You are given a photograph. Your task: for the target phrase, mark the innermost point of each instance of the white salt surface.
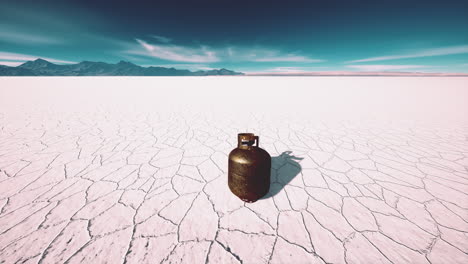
(119, 169)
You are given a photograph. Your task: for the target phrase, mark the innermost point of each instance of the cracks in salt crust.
(388, 171)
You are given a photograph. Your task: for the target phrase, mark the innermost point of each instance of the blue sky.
(247, 36)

Problem requirements:
Rework the listing above into a Markdown table with the columns Row and Line, giving each non-blank line its own numbered row. Leave the pictures out of the table.

Expected output:
| Row | Line |
|---|---|
| 1 | You are given a photograph. Your task: for the target phrase, mark the innermost point of each instance of the white salt surface. |
| 2 | (119, 169) |
| 3 | You are given a photograph. Your task: for the target phrase, mark the innermost point of each instance of the cracks in salt crust. |
| 4 | (388, 171) |
| 5 | You are given a photograph. Your task: for the target phrase, mark the innermost point of each instance of the blue sky. |
| 6 | (247, 36) |